### Work required
For each line of the data that includes the word "hedge", copy the line.

**********

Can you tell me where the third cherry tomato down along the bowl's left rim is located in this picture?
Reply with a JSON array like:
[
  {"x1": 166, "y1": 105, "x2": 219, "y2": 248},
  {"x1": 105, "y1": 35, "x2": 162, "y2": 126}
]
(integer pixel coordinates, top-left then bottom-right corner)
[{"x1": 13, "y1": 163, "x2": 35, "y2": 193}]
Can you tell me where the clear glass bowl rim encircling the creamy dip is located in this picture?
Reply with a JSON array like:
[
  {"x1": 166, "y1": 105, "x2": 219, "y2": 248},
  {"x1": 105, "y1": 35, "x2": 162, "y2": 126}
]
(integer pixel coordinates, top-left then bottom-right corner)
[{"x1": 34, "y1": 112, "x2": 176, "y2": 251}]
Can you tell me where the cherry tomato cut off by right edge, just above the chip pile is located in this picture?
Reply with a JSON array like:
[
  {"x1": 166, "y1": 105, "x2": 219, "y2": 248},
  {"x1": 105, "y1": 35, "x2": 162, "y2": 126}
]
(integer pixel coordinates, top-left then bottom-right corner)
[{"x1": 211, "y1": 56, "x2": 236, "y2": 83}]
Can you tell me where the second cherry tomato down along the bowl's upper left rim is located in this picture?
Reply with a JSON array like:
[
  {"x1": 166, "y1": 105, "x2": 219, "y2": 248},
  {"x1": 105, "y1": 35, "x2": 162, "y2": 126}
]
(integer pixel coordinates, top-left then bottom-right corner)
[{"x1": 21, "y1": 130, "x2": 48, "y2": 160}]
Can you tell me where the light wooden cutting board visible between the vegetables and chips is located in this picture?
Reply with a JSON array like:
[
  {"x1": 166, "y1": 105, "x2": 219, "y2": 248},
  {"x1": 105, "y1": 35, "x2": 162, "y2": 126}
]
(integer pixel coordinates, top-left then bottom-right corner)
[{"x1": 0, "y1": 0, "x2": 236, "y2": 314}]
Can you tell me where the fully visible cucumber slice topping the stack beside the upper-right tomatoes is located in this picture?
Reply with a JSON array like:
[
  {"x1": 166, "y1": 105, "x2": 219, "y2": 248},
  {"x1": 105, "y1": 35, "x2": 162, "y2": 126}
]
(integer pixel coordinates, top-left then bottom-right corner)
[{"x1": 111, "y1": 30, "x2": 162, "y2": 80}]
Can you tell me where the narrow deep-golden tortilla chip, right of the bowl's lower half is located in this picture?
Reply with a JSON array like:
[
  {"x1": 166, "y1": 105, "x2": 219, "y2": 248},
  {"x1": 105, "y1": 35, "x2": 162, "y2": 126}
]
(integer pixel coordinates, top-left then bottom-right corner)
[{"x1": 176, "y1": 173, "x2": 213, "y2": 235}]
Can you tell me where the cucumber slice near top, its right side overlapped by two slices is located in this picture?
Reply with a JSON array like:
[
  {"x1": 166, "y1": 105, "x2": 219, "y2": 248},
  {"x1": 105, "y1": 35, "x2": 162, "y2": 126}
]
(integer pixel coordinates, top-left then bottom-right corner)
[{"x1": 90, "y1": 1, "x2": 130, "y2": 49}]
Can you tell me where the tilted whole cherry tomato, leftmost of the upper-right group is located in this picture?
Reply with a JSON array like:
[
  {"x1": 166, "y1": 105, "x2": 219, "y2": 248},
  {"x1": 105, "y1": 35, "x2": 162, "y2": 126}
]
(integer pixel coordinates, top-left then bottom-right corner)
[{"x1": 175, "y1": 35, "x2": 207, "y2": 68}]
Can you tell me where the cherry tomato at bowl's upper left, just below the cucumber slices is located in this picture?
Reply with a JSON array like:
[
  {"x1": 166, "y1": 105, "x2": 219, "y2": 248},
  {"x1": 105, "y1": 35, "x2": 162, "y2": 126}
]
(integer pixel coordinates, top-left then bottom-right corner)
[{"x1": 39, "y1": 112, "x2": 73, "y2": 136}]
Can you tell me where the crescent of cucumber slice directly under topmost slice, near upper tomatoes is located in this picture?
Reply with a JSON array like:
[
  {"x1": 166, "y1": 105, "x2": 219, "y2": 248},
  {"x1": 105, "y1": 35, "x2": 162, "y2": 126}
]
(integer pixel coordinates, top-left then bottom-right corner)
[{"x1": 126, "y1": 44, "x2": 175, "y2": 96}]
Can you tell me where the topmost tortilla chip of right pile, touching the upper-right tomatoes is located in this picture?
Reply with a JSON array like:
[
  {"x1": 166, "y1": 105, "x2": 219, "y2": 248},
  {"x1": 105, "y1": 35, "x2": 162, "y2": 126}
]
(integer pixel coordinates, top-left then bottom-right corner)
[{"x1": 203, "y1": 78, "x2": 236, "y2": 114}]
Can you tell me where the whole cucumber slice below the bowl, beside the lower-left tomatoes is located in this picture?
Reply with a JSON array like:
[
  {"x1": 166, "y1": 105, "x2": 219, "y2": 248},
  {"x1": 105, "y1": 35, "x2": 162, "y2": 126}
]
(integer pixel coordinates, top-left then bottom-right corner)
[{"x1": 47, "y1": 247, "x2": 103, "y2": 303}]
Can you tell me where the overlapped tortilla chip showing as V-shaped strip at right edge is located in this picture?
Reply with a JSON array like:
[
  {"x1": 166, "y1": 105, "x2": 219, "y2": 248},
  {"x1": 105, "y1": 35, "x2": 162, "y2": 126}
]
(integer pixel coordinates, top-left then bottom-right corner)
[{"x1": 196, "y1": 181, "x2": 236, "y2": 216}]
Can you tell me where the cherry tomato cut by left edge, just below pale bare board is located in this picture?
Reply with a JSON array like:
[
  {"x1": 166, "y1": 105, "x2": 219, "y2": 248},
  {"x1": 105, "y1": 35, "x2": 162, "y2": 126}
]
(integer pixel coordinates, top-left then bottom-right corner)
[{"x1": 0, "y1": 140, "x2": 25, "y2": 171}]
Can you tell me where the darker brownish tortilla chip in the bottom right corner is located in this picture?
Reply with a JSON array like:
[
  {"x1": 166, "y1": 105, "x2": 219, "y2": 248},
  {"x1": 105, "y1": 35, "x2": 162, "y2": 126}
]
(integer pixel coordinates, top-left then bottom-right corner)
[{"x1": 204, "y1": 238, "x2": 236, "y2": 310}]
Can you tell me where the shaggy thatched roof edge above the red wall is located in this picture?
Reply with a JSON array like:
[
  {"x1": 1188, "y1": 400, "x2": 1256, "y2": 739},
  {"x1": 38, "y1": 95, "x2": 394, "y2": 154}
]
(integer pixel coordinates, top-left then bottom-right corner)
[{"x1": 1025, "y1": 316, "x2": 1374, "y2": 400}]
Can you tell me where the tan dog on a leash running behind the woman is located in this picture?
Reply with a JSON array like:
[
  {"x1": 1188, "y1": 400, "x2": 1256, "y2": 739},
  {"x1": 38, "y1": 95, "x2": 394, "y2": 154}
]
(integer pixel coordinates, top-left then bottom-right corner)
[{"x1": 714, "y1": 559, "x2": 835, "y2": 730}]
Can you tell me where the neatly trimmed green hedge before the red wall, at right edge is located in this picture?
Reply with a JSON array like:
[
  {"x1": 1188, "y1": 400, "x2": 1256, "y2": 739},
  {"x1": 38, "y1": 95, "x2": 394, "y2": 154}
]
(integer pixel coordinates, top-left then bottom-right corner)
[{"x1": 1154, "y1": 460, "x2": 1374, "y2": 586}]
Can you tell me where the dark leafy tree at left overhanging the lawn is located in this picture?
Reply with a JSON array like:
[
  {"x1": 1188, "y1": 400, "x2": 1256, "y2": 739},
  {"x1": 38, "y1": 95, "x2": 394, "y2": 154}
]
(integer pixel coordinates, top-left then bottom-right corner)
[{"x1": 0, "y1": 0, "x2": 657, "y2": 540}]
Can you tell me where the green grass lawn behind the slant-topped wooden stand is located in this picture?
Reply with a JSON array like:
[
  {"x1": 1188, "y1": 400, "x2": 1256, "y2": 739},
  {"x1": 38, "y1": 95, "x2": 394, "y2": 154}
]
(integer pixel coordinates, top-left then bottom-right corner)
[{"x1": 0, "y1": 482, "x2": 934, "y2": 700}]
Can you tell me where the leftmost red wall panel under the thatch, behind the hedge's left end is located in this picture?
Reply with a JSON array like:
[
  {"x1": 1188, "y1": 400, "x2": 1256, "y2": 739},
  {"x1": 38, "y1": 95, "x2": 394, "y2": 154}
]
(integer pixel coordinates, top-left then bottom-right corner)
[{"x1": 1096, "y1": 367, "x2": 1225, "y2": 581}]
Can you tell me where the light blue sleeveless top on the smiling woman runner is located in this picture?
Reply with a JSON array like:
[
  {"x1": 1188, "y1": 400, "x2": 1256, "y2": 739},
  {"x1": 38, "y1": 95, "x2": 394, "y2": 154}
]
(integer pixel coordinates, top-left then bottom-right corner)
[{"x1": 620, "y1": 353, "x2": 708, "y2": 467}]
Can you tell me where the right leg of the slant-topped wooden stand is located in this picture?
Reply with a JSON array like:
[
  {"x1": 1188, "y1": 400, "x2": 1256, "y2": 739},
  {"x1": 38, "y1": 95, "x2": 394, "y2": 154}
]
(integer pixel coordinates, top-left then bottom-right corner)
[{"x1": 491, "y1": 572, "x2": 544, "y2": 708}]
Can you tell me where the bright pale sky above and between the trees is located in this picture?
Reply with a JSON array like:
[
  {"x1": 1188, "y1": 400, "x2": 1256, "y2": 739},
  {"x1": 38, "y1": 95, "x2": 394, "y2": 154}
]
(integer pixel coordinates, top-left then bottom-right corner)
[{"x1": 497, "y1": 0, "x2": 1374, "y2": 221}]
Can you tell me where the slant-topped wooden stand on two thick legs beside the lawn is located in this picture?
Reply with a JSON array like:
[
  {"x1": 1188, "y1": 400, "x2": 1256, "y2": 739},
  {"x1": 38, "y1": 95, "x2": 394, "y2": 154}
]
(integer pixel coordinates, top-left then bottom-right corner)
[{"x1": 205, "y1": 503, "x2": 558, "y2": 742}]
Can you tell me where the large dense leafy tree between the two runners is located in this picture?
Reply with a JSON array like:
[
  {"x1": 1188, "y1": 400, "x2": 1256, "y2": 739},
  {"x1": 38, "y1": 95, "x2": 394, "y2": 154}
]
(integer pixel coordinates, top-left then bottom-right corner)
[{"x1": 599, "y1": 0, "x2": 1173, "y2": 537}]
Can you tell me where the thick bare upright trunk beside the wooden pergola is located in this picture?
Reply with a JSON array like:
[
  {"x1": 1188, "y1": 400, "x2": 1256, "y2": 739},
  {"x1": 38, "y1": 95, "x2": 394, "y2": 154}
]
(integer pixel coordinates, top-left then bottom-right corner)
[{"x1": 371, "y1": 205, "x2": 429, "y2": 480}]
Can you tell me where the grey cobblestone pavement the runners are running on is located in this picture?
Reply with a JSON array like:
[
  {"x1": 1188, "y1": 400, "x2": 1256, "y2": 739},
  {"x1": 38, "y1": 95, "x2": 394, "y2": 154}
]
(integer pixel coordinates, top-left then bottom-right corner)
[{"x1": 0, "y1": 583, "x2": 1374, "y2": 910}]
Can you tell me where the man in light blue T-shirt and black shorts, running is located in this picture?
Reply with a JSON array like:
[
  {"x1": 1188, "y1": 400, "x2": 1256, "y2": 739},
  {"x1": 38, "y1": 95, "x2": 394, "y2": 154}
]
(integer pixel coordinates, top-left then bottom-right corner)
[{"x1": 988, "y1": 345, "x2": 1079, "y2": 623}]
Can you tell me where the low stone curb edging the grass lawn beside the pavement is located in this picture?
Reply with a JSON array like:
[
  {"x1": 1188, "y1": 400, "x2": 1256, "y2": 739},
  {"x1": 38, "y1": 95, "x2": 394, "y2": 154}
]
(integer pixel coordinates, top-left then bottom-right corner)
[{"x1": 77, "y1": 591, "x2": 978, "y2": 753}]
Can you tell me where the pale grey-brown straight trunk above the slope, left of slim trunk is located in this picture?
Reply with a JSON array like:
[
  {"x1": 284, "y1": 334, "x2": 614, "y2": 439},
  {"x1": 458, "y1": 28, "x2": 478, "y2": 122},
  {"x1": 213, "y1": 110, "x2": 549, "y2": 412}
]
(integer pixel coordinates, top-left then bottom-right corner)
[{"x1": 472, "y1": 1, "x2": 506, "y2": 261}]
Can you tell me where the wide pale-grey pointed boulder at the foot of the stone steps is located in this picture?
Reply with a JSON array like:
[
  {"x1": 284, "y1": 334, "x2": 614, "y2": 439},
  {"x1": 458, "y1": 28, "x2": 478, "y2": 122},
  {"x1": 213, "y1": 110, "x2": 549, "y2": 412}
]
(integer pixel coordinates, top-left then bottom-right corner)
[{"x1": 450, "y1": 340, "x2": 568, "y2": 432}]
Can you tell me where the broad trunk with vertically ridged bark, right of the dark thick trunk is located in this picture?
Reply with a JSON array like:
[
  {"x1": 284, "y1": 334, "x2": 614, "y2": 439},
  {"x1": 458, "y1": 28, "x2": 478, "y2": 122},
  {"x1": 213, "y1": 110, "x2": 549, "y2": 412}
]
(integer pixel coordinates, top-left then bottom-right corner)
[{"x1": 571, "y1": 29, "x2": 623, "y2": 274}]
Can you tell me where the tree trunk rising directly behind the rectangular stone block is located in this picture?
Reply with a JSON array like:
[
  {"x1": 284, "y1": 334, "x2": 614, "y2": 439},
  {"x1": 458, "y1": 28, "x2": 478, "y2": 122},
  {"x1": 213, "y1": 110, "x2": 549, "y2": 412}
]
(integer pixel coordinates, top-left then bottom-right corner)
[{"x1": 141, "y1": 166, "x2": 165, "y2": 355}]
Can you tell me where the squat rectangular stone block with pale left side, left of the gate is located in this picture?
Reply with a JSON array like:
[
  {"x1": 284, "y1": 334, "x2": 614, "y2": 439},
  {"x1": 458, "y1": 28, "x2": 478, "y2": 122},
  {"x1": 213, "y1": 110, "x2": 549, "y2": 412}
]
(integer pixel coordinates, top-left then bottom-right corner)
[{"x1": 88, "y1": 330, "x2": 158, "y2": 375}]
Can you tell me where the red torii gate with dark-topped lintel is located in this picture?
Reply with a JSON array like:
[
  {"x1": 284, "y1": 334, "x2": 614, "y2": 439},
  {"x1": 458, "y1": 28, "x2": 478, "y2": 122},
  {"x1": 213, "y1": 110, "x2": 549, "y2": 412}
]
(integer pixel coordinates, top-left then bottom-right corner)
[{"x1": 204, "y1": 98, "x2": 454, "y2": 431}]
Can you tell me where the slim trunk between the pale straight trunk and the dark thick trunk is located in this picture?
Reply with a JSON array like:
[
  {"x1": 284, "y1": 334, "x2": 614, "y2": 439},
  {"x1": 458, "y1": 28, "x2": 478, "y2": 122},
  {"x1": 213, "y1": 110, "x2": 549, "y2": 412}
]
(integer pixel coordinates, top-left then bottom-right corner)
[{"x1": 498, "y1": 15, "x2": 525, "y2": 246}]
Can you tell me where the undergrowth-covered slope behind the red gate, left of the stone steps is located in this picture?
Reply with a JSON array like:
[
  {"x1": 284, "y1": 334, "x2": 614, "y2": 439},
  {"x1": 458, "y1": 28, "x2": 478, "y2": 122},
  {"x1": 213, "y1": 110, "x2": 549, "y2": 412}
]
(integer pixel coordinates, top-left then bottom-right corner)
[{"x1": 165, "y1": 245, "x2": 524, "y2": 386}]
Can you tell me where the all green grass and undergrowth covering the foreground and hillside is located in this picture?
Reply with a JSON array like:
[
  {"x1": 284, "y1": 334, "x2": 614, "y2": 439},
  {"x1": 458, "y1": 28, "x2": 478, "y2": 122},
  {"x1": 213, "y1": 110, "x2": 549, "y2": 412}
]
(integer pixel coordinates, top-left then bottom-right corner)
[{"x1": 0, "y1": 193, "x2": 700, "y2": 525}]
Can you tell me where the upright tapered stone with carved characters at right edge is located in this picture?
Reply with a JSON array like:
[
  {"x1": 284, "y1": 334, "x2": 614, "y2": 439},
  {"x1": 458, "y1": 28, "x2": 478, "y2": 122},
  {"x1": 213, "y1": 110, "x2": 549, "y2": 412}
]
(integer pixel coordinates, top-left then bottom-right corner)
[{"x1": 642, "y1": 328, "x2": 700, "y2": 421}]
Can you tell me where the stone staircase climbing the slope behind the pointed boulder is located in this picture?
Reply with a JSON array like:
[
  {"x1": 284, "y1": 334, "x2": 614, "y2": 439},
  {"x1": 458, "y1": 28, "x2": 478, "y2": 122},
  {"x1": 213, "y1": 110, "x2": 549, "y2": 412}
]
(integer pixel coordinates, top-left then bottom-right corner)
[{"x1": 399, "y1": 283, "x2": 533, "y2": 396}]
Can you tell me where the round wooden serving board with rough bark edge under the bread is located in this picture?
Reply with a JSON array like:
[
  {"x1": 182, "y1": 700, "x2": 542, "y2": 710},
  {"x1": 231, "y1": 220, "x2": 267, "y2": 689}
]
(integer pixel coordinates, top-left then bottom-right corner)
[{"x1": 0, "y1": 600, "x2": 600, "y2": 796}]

**********

### Exercise result
Can you tell me where the neatly trimmed green hedge before the red wall, at right edge is located in this picture?
Can you tell me where the leftmost red wall panel under the thatch, behind the hedge's left end is located in this picture?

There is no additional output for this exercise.